> **Exercise directions**
Copy the listing below line for line, without changing a single word or character.

> **Exercise input**
------------------------------------------------

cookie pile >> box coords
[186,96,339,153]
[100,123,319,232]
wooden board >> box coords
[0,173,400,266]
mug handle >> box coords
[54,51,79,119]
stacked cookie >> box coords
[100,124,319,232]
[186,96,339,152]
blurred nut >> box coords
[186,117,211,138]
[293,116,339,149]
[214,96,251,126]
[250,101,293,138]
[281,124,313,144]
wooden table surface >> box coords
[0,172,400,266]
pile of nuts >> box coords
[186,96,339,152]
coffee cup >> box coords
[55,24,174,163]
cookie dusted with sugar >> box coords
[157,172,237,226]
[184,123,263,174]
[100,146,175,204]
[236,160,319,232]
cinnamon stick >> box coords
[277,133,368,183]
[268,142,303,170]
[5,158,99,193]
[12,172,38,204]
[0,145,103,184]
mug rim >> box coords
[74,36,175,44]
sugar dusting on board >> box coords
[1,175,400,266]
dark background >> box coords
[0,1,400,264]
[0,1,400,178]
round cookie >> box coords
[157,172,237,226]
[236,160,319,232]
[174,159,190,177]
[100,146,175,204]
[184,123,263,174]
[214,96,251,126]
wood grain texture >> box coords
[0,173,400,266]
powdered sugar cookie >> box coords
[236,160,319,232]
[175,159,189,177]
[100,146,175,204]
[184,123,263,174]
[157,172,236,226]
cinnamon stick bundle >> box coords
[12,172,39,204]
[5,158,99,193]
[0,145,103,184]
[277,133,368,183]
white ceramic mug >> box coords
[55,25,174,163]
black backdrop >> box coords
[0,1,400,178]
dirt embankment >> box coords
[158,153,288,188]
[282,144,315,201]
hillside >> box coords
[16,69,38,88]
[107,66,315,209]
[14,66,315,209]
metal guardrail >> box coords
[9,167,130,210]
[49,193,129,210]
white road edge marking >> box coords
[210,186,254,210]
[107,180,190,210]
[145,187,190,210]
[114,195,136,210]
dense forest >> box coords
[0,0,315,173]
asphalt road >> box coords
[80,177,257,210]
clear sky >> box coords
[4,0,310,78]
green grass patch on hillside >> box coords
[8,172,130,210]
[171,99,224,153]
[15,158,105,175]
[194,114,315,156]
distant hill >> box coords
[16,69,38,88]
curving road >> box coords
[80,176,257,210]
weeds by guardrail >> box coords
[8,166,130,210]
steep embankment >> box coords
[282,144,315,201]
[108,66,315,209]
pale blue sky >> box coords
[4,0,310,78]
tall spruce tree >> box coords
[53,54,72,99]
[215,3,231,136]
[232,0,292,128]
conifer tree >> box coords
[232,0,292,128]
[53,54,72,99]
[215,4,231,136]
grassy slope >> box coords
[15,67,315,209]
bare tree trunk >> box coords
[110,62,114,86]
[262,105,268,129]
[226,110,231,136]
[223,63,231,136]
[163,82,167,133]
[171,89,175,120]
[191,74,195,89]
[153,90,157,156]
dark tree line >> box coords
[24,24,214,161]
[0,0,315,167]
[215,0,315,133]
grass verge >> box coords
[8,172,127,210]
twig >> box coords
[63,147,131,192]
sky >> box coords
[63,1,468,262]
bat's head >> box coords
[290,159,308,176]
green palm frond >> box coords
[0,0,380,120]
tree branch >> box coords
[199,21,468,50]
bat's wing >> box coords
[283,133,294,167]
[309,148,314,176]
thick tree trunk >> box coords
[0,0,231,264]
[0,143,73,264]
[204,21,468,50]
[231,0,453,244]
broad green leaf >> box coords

------------------------------------------------

> **Response below**
cookie pile >> box coords
[186,96,339,153]
[100,123,319,232]
wooden board >> box coords
[0,173,400,266]
mug handle >> box coords
[54,51,79,119]
stacked cookie >> box coords
[100,124,319,232]
[186,96,339,152]
blurred nut >> box coords
[186,117,211,138]
[293,116,339,149]
[214,96,251,126]
[250,101,293,138]
[281,124,313,144]
wooden table surface >> box coords
[0,172,400,266]
pile of nuts >> box coords
[186,96,339,152]
coffee cup >> box coords
[55,24,174,163]
cookie dusted with sugar >> box coords
[157,172,237,226]
[184,123,263,174]
[100,146,175,204]
[236,160,319,232]
cinnamon stick >> box coords
[277,133,368,183]
[268,142,303,170]
[5,158,99,193]
[12,172,38,204]
[0,145,103,184]
mug rim >> box coords
[74,36,175,44]
sugar dusting on board >> box coords
[1,175,400,266]
dark background >> box coords
[0,1,400,264]
[0,1,400,178]
round cookie >> box coords
[157,172,237,226]
[236,160,319,232]
[174,159,190,177]
[100,146,175,204]
[184,123,263,174]
[214,96,251,126]
wood grain texture >> box coords
[0,173,400,266]
powdered sugar cookie >> box coords
[236,160,319,232]
[175,159,189,177]
[100,146,175,204]
[184,123,263,174]
[157,172,236,226]
cinnamon stick bundle >> box coords
[12,172,39,204]
[5,158,99,193]
[0,145,103,184]
[277,133,368,183]
white ceramic mug >> box coords
[55,25,174,163]
black backdrop >> box coords
[0,1,400,178]
dirt embankment >> box coords
[158,153,288,188]
[282,144,315,201]
hillside >> box coords
[16,69,38,88]
[107,66,315,209]
[14,66,315,209]
metal guardrail >> box coords
[9,167,130,210]
[49,193,129,210]
white road edge marking >> box coords
[210,186,254,210]
[107,180,190,210]
[145,187,190,210]
[114,195,136,210]
dense forest >> box coords
[0,0,315,173]
asphalt road >> box coords
[80,177,257,210]
clear sky >> box coords
[4,0,310,78]
green grass patch on hillside >> box coords
[8,172,130,210]
[171,99,224,153]
[15,158,105,175]
[194,114,315,156]
distant hill >> box coords
[16,69,38,88]
curving road >> box coords
[80,176,257,210]
weeds by guardrail >> box coords
[8,166,130,210]
steep embankment >> box coords
[282,144,315,201]
[108,66,315,209]
pale blue sky >> box coords
[4,0,310,78]
tall spruce tree >> box coords
[53,54,72,99]
[215,3,231,136]
[232,0,292,128]
conifer tree >> box coords
[232,0,292,128]
[53,54,72,99]
[215,4,231,136]
grassy slope >> box coords
[15,67,315,209]
bare tree trunk >> box coords
[110,62,114,86]
[262,105,268,129]
[226,110,231,136]
[223,63,231,136]
[163,82,167,133]
[171,89,175,120]
[191,74,195,89]
[153,90,157,156]
dark tree line >> box coords
[24,24,214,161]
[0,0,315,167]
[215,0,315,133]
grass verge >> box coords
[8,172,127,210]
twig >> box coords
[63,147,131,192]
sky >> box coords
[63,1,468,262]
bat's head >> box coords
[290,159,308,176]
green palm frond >> box coords
[0,0,380,120]
tree branch >> box coords
[199,21,468,50]
bat's wing >> box coords
[283,133,294,167]
[309,148,314,176]
thick tree trunk >> box coords
[0,0,231,264]
[0,143,73,264]
[204,21,468,50]
[231,0,453,244]
broad green leaf >> box coords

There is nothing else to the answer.